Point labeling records
====

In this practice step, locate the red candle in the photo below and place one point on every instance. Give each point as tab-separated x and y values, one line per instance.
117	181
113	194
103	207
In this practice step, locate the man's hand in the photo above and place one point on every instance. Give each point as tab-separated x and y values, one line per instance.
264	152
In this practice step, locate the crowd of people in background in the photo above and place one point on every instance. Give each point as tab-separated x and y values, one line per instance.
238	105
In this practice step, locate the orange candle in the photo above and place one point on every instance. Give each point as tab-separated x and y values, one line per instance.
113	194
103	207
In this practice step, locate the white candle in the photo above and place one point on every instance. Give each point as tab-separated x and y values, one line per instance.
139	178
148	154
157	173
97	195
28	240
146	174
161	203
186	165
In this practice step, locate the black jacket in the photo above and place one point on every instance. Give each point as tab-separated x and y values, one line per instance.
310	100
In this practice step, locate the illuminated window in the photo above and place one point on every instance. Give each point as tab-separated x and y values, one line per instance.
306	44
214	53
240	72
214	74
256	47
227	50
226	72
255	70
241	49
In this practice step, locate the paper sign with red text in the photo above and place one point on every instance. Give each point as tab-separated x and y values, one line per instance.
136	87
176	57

====

**Do this**
Can you copy out, word for word, every line from the one containing "In this practice step, locate the paper" through the end of the records?

**Problem solution**
In this practice step, locate the paper sign with red text in the photo above and place one point on every instance. Give each point as tab-separated x and y values, one line per instance.
136	87
176	57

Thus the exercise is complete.